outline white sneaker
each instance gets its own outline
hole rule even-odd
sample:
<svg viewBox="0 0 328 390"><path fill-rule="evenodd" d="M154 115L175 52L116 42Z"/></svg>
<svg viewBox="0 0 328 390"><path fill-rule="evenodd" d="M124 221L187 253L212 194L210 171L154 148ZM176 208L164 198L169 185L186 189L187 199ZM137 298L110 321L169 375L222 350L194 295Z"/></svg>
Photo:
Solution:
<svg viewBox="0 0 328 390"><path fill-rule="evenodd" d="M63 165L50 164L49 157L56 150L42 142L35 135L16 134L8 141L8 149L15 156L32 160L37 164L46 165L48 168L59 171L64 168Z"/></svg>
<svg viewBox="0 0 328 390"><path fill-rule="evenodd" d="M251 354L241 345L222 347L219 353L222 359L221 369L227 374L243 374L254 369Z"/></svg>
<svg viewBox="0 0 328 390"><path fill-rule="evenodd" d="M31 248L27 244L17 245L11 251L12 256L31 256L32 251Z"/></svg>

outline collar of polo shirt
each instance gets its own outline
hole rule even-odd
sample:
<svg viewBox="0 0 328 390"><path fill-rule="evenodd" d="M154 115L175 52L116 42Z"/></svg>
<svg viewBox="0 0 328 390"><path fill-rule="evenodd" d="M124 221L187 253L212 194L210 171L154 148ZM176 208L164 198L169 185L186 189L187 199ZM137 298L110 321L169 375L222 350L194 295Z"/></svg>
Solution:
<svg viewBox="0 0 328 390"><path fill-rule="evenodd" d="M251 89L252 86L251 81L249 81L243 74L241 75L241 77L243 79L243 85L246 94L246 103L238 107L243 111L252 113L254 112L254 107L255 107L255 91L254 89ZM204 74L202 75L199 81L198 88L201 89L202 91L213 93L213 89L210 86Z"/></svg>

================

For this task, print the records again exactly as they appear.

outline white sneaker
each instance gets its own outline
hole rule even-odd
sample:
<svg viewBox="0 0 328 390"><path fill-rule="evenodd" d="M154 115L175 52L116 42Z"/></svg>
<svg viewBox="0 0 328 390"><path fill-rule="evenodd" d="M124 221L187 253L212 194L210 171L154 148ZM176 208L164 198L169 185L186 189L187 199ZM137 298L110 321L169 375L222 350L194 295Z"/></svg>
Photo:
Solution:
<svg viewBox="0 0 328 390"><path fill-rule="evenodd" d="M63 165L50 164L49 157L56 150L42 142L35 135L16 134L8 141L8 149L15 156L32 160L37 164L46 165L48 168L59 171L64 168Z"/></svg>
<svg viewBox="0 0 328 390"><path fill-rule="evenodd" d="M251 354L241 345L222 347L219 353L222 359L221 369L227 374L243 374L254 369Z"/></svg>
<svg viewBox="0 0 328 390"><path fill-rule="evenodd" d="M31 248L27 244L17 245L11 251L12 256L31 256L32 251Z"/></svg>

outline collar of polo shirt
each instance gets its own outline
hole rule even-odd
sample:
<svg viewBox="0 0 328 390"><path fill-rule="evenodd" d="M154 115L175 52L116 42Z"/></svg>
<svg viewBox="0 0 328 390"><path fill-rule="evenodd" d="M124 221L187 253L212 194L210 171L154 148ZM176 208L164 198L169 185L186 189L187 199ZM137 298L110 321L169 375L222 350L194 295Z"/></svg>
Solution:
<svg viewBox="0 0 328 390"><path fill-rule="evenodd" d="M251 89L252 86L251 81L249 81L243 74L241 75L241 77L243 79L243 85L246 94L246 103L238 107L243 111L252 113L254 112L254 107L255 107L255 91L254 89ZM204 74L202 75L199 81L198 88L201 89L202 91L213 93L213 89L210 86Z"/></svg>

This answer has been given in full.